Begin

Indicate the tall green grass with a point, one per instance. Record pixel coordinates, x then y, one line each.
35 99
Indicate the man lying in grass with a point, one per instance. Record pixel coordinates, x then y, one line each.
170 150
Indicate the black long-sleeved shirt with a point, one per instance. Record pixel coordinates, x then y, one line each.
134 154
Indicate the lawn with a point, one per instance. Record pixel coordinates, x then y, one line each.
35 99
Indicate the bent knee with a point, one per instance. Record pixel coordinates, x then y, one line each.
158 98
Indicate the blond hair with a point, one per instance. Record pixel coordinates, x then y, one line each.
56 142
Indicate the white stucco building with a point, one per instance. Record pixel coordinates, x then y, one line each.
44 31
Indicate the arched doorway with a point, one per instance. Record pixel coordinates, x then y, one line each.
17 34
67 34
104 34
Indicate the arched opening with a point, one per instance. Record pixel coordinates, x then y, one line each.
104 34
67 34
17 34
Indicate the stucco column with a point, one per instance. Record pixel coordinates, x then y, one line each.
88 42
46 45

End

## CHALLENGE
Shift the pixel coordinates in the answers by adding -136 to each one. Rewrite everything from the row containing "Indicate the black" down to the last row above, both ends included, and keep the requests unchanged.

## TASK ANSWER
Indicate the black long-sleeved shirt with a point, one per instance. Record pixel coordinates, x then y, one line each.
-2 18
Indicate the lawn with a point, one per instance. Record pixel coordinates, x then y, one line each.
-101 -37
Indicate the bent knee with a point, one per instance. Record pixel coordinates, x then y, one line each.
22 -38
Indicate the blond hair with a point, one per instance. Record pixel coordinates, x then y, one line each.
-80 6
Indicate the white stucco building with a point, one per instance. Record pixel coordinates, x then y, one line each.
-92 -105
Indicate the arched doorway with a point, one per instance. Record pixel coordinates, x then y, one line each.
-119 -102
-69 -102
-32 -102
Indicate the arched opening with a point, one per instance. Record pixel coordinates, x then y, one line each.
-32 -102
-69 -102
-119 -102
Indicate the stucco column with a point, one per instance. Record pixel coordinates, x then y, one line each.
-48 -94
-90 -91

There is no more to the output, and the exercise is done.